__PROBLEM DETAILS__
Everything from the line containing "Put a point on the man in" to the final line of the records below should be given again exactly, and nothing else.

__MATERIAL FOR THIS TASK__
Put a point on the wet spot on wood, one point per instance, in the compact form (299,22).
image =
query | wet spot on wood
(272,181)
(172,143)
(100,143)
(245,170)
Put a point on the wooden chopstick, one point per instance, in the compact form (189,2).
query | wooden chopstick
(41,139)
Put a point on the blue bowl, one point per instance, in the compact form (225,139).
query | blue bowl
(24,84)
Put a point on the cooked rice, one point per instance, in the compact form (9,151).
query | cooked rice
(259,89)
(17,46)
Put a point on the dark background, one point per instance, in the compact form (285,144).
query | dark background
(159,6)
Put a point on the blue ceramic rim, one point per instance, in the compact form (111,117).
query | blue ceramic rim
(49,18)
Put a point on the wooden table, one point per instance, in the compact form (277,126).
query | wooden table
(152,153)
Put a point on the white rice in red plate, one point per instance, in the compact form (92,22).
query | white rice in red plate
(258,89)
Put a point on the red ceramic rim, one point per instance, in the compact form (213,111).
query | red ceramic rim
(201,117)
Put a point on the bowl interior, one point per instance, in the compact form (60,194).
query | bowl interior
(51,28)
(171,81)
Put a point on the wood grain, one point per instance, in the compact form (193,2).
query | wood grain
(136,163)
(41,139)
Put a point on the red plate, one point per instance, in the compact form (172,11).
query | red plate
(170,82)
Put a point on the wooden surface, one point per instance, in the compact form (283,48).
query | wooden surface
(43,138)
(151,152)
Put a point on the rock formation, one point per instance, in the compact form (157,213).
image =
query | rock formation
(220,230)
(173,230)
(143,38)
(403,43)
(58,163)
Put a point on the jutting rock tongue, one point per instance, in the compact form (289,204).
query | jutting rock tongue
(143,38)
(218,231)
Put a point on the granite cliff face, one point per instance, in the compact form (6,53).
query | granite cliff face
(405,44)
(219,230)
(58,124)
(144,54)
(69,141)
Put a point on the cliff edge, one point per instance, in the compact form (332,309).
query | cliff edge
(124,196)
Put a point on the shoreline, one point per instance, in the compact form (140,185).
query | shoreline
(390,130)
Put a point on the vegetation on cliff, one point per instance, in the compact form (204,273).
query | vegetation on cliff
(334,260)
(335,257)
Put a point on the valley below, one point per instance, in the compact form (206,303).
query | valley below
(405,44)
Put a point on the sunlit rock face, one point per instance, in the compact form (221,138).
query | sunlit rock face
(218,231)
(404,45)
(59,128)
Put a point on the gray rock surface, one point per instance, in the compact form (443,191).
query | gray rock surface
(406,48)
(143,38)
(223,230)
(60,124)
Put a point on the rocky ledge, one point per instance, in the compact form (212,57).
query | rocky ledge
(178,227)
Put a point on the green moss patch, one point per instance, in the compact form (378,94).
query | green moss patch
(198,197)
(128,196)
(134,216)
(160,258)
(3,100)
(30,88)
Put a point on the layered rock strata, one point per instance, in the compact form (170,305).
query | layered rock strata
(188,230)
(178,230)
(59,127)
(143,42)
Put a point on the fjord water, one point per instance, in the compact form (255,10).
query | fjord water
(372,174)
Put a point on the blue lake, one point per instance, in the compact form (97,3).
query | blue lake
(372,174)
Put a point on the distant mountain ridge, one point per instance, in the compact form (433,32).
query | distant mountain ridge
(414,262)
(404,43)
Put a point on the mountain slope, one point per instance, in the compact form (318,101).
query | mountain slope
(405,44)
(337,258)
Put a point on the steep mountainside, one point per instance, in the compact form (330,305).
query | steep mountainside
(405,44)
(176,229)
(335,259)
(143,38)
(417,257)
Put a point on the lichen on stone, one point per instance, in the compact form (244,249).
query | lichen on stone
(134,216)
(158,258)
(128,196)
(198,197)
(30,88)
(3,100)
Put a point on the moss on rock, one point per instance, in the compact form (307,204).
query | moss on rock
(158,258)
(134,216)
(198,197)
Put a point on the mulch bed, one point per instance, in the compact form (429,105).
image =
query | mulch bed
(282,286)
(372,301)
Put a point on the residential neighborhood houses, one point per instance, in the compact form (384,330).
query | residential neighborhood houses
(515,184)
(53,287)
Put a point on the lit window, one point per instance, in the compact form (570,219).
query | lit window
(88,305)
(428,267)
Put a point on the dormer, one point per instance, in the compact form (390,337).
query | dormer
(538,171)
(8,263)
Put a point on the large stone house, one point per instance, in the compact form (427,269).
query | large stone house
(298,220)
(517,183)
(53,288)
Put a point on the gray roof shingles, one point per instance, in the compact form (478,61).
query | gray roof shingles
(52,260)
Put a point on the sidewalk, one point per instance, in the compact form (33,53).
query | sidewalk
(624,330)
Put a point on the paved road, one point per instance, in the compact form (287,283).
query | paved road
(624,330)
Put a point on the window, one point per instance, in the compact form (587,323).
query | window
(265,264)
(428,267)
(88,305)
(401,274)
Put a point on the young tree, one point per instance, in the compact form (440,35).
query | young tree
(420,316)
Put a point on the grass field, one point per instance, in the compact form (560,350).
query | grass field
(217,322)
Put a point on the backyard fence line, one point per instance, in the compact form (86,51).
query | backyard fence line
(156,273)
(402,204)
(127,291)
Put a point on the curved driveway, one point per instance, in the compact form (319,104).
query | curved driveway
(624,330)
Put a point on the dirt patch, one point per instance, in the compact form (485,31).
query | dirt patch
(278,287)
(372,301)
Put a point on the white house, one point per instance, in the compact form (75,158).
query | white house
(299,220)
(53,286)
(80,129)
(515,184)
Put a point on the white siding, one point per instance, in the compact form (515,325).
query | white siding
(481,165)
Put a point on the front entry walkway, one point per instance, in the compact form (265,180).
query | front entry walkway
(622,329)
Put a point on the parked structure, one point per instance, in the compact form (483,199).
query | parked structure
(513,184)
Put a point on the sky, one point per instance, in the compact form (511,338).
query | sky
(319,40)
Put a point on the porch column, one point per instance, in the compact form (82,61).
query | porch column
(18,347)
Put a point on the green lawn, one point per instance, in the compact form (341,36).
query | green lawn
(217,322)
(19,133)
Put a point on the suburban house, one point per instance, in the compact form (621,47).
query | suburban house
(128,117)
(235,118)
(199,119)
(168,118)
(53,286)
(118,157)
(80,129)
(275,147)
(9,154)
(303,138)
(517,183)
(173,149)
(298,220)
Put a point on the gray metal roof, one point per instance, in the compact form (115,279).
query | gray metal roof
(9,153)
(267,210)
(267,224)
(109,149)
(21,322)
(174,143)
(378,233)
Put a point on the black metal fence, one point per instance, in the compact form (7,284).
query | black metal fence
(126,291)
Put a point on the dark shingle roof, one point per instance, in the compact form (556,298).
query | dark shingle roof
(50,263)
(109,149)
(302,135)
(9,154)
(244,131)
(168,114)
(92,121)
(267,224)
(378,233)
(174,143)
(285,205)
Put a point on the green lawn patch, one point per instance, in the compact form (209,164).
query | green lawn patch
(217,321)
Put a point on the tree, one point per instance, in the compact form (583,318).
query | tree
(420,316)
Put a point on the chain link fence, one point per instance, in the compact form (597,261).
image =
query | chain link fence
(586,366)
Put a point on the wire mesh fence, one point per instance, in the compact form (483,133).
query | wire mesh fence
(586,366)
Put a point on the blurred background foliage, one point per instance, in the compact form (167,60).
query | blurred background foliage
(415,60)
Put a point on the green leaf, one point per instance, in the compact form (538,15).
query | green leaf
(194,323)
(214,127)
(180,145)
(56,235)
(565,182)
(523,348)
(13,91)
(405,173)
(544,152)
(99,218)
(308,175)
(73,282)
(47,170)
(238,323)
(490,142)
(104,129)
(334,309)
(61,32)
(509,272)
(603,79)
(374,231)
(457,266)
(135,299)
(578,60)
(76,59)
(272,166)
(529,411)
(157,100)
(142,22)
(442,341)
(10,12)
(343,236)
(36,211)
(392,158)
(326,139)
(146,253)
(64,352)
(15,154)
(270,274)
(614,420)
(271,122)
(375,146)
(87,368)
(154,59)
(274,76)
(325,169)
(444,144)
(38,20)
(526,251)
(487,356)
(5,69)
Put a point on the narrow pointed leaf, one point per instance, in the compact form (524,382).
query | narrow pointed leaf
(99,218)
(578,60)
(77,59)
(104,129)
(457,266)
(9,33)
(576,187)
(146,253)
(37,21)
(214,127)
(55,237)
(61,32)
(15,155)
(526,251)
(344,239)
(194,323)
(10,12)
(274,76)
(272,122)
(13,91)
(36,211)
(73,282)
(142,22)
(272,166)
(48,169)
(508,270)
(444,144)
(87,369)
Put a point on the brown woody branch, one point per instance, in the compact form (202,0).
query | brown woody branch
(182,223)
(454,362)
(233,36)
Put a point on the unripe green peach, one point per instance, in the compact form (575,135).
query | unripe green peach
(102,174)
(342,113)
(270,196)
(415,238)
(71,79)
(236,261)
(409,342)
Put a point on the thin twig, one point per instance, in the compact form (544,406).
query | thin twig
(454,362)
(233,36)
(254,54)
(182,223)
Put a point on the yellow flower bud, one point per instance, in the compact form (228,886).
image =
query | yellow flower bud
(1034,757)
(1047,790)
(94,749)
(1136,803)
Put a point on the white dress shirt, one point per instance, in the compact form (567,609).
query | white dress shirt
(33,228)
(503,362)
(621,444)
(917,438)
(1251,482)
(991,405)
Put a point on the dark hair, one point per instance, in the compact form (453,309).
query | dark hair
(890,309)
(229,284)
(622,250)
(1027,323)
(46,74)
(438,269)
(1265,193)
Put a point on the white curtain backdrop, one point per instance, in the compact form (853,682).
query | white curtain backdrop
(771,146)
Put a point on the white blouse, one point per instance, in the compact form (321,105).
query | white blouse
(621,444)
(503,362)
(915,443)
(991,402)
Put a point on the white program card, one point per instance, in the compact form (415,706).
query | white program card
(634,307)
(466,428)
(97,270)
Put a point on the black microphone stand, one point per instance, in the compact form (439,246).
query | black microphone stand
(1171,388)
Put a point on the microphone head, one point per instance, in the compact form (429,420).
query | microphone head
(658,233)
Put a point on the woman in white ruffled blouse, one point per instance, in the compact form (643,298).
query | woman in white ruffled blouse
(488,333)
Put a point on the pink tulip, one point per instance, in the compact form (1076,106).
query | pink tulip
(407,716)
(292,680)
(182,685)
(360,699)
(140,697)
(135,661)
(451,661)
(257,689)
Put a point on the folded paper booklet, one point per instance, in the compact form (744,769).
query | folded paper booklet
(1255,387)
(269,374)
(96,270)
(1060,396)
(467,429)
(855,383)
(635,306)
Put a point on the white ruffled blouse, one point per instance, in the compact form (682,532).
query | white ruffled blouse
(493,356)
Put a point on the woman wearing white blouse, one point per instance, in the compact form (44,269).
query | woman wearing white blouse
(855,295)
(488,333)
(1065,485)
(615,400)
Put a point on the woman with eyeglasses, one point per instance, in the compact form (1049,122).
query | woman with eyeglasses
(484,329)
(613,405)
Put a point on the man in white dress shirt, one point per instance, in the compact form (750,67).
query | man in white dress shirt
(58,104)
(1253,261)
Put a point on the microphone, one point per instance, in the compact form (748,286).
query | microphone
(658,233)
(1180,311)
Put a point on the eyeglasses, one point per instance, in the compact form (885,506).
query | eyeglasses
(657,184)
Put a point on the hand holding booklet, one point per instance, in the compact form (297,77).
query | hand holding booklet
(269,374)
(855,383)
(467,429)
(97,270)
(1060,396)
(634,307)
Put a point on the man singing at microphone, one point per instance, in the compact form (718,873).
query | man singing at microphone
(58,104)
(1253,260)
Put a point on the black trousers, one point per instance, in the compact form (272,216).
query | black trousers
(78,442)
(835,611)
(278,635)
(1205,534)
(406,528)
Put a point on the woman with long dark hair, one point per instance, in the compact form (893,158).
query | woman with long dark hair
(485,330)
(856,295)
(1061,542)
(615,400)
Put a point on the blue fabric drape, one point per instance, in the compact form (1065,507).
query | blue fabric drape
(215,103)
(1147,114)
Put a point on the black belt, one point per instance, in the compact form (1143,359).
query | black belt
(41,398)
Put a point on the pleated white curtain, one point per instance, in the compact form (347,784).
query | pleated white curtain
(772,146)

__RESPONSE TO THE TASK__
Put a point on the man in white dress shirt, one point per instance, in the compact form (750,67).
query | man in white dress shirt
(58,104)
(1253,261)
Put a point on the microphone, one point per instance, in the compact form (748,286).
query | microphone
(658,233)
(1180,311)
Put a point on the eyeglasses, one point per instance, in the compact form (885,506).
query | eyeglasses
(657,184)
Put a point on the hand holding booklet, one point per instance, in the compact form (297,77).
query | hand holding booklet
(269,374)
(855,383)
(467,429)
(97,270)
(1060,396)
(634,307)
Put a point on the man singing at microphone, one point per instance, in the compact form (718,873).
query | man singing at microphone
(58,104)
(1253,260)
Put a point on the black trousers, one point per instance, in the compact form (272,216).
query | black trousers
(78,442)
(835,611)
(278,635)
(1205,534)
(406,528)
Put a point on the woman with long dark hair, one point per instance, in the compact form (893,158).
query | woman with long dark hair
(485,330)
(856,295)
(1061,542)
(615,400)
Put a point on the blue fabric drape, one point per instance, in the compact form (1065,507).
query | blue fabric drape
(215,103)
(1147,114)
Put a point on the black belt, one point per instance, in the compact form (1143,359).
query | black belt
(41,398)
Put a point on the pleated white curtain, one point per instance, in the compact form (347,784).
query | pleated white curtain
(772,146)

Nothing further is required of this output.